WRITTEN TASKS:
1/ For the email thread on API spec questions, decide whether each statement agrees with the thread. Answer yes or no for each, and quote the deciding words of the thread.
(a) Kamil Breguła sees a collision between /dags/{dag_id}/dagRuns/list/ and an existing endpoint.
(b) Ash Berlin-Taylor regards "list" as a possible execution date.
(c) Ash Berlin-Taylor supports a batch endpoint.
2/ In the email thread on API spec questions, how many HTTP requests and database queries does Ash Berlin-Taylor say are needed without the dag_ids filter?
3/ Resume the email thread on API spec questions, starting right after its final line.

DOCUMENT EXCERPT:
--- begin ---

Re: API spec questions

Ash Berlin-Taylor Tue, 12 May 2020 10:39:22 -0700

1. list is not even close to a valid execution date, so I don't see that as a 
clash.


2. Respond with 400 Bad Request if URL dag id is not whatever wildcard char we 
pick. (Is ~ URL safe?) when dag_ids query param is provided.

3. Docs is the answer to that. "This is the same as GET, but allows for longer 
request bodies"

Reason I'd like such a filter is that without it out request requires N http 
requests and N db queries instead of 1. Even doing it as batch requests would 
still need N queries.

On 12 May 2020 18:00:50 BST, "Kamil Breguła" <kamil.breg...@polidea.com> wrote:
>Hello,
>
>It depends on the specific implementation of the Batch API. The
>Microsoft API can be used with requests.
>https://docs.microsoft.com/en-us/graph/json-batching
>
>I would not like to add new endpoints to the API due to premature
>optimization.  Adding a new endpoint - /dags/{dag_id}/dagRuns/lisst/
>s opens up many questions.
>1. We currently have an endpoint that has a similar URL -
>/dags/{dag_id}/dagRuns/{execution_date}/  so we have a collision.
>/dags/{dag_id}/dagRuns/list/ can be interpreter as two way:
>1. /dags/{dag_id}/dagRuns/list/
>2. /dags/{dag_id}/dagRuns/{execution_date}/ with execution_date =
>"list"
>First, the endpoint URL pattern is matched, and then the parameters
>are verified in the next step.
>
>2. This will also make it difficult to use the API, since DAG_ID will
>appear in several places, which can cause confusion First in the URL
>with the wildcard - "~" (dag_id) and the second time in body requests
>(dag_iids).
>POST /dags/{dag_id}/dagRuns/list/
>
>dag_ids=DAG_A&dag_ids=DAG_B&&dag_ids=DAG_B
>
>3.  We will have two endpoints that will have similar behavior.
>GET /dags/{dag_id}/dagRuns/
>POST /dags/{dag_id}/dagRuns/list/
>This will cause confusion among users.
>
>Are there any reasons why you should add the dag_ids filter in
>addition to performance?  Currently, the user can realize his use case
>and this is probably the most important thing.
>
>Best regards
>
>On Tue, May 12, 2020 at 6:34 PM Ash Berlin-Taylor <a...@apache.org>
>wrote:
>>
>> Such a batch endpoint is much much harder for API clients to build
>requests for, and consume (you can no longer just use cURL/requests/any
>http client), so I'm not a fan of that
>>
>> On 12 May 2020 17:07:12 BST, "Kamil Breguła"
><kamil.breg...@polidea.com> wrote:
>>>
>>> On Tue, May 12, 2020 at 3:49 PM Jarek Potiuk
><jarek.pot...@polidea.com> wrote:
>>>>
>>>>
>>>>  My 3 cents:
>>>>
>>>>
>>>>>  But on reading Google's https://aip.dev/159 that now makes more
>sense,
>>>>>  and that isn't what you were suggesting, but instaed a single,
>litteral
>>>>>  `-` to mean "any dag id". Is this correct?

--- end ---

EXCERPTED RECORDS:
--- begin ---

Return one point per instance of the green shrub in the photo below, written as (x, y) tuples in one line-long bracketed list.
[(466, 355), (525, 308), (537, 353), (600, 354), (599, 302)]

--- end ---
--- begin ---

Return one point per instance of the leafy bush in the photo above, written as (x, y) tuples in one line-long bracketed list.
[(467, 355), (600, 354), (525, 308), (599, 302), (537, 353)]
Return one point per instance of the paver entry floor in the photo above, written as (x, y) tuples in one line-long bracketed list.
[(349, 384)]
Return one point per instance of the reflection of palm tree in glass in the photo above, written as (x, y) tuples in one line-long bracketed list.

--- end ---

RESPONSE LIST:
1/
(a) Yes: "so we have a collision"
(b) No: "list is not even close to a valid execution date"
(c) No: "so I'm not a fan of that"

2/ N HTTP requests and N db queries, instead of 1.

3/
>>>>>
>>>>
>>>>  That's also my understanding.
>>>>
>>>>
>>>>>  So I think then my only ask is that we have a `dag_ids` parameter
>that
>>>>>  we can use to filter on :)
>>>>>
>>>>
>>>>  Yep. This is definitely needed.
>>>>
>>>>  Additionally/related when selecting across multiple DAGs we would
>very
>>>>>
>>>>>  quickly run in to that was fixed in
>github.com/apache/airflow/pull/7364
>>>>>  -- where asking for all the task stats for the DAGs on a single
>page
>>>>>  exceeded the HTTP request line limit.
>>>>>
>>>>>  i.e. this could break if the DAG ids are large, or if they is a
>large
>>>>>  number of dags to be fetched.
>>>>>
>>>>>    GET
>>>>> 
>/dags/-/dagRuns/2020-01-01T00/taskInstances?dag_ids=...&dag_ids=...&dag_ids=...
>>>>>
>>>>>  How about this as an additional endpoint:
>>>>>
>>>>>    POST /dags/-/dagRuns/2020-01-01/taskInstances/list
>>>>>
>>>>>    dag_ids=...&dag_ids=...&dag_ids...
>>>>>
>>>>
>>>>  Very sensible proposal. The URL max length very much depends on
>the client
>>>>  (especially when it is run from browser). where POST is virtually
>>>>  unlimited. It's common thing to use POST in this case.
>>>>
>>>
>>> I'm not sure ... I think the following conventions are most commonly
>used
>>> GET /items/ - fetch list of items
>>> POST /items/ - create item
>>>
>>> Google recommends using the batch API endpoint in these cases. This
>>> involves sending a single HTTP request using the POST method, but
>the
>>> request body has many HTTP requests for multiple collections.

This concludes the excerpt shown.